#### Given passage:

===

Studio album by Ramsey Lewis
- Released: 1983
- Studio: CBS Recording Studios, New York, NY PS Studios, Chicago, IL
- Genre: Jazz
- Length: 43:57
- Label: Columbia
- Producer: George Butler (Exec.), Ramsey Lewis

Ramsey Lewis chronology
| Chance Encounter (1982) | Les Fleurs (1983) | The Two of Us (1984) |

= Les Fleurs (album) =

Les Fleurs is a studio album by American jazz pianist Ramsey Lewis released in 1983 on Columbia Records. The album peaked at No. 10 on the Billboard Jazz Albums chart and No. 32 on the Billboard Traditional Jazz Albums chart.

==Covers==
Lewis covered Stevie Wonder's "Superwoman (Where Were You When I Needed You)", "A House Is Not a Home" by Brook Benton, Prelude, Op. 28, No. 4 (Chopin) as "Essence of Love", Olivia Newton-John's "Physical", the title track sung by Minnie Riperton (in a 1969 re-recording of the title song, originally debuted by Ramsey on his 1968 album "Maiden Voyage"), and "Reasons" by Earth, Wind & Fire on the album.

===

#### Task 1:
Reproduce the part of the Les Fleurs album entry starting with "Les Fleurs is" and going on through "on the album.".
#### Task 2:
Answer these questions using the Les Fleurs album entry:
(a) What position did the album reach on the Billboard Jazz Albums chart?
(b) Who is listed as executive producer?
(c) Which Earth, Wind & Fire song did Lewis cover on the album?

#### Stored rows:

===

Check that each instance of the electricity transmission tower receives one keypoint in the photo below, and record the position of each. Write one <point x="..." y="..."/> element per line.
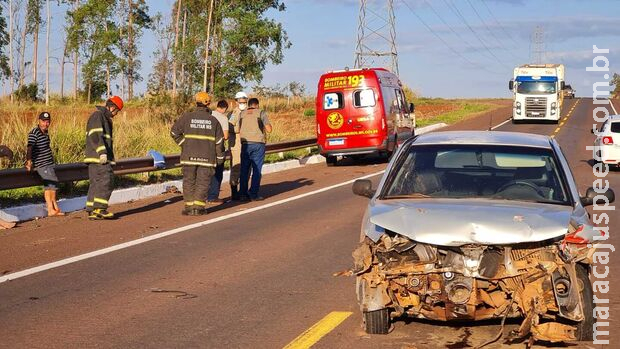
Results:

===

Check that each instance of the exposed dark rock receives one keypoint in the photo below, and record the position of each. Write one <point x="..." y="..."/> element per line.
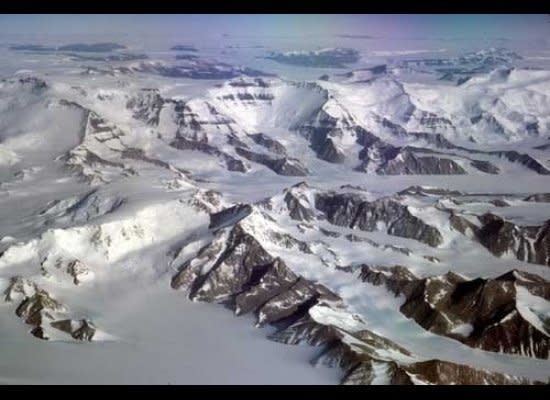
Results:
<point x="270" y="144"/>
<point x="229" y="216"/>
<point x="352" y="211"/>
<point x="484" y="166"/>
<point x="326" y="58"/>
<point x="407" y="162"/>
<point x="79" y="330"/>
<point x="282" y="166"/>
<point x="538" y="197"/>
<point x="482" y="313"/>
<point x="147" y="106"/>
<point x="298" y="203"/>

===

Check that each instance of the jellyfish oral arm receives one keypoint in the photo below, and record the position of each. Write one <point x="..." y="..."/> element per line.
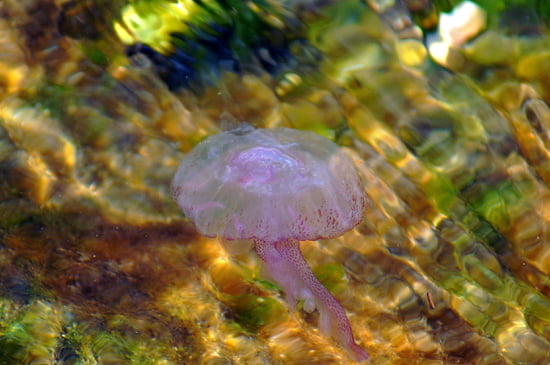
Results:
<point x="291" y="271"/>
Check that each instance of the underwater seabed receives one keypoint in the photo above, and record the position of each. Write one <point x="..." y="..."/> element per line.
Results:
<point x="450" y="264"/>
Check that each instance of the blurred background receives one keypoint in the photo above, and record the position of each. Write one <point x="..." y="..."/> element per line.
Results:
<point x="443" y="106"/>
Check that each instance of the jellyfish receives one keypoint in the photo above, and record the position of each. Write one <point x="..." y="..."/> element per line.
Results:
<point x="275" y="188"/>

===

#### Written reply 1:
Les Fleurs is a studio album by American jazz pianist Ramsey Lewis released in 1983 on Columbia Records. The album peaked at No. 10 on the Billboard Jazz Albums chart and No. 32 on the Billboard Traditional Jazz Albums chart.

==Covers==
Lewis covered Stevie Wonder's "Superwoman (Where Were You When I Needed You)", "A House Is Not a Home" by Brook Benton, Prelude, Op. 28, No. 4 (Chopin) as "Essence of Love", Olivia Newton-John's "Physical", the title track sung by Minnie Riperton (in a 1969 re-recording of the title song, originally debuted by Ramsey on his 1968 album "Maiden Voyage"), and "Reasons" by Earth, Wind & Fire on the album.

#### Written reply 2:
(a) No. 10
(b) George Butler
(c) "Reasons"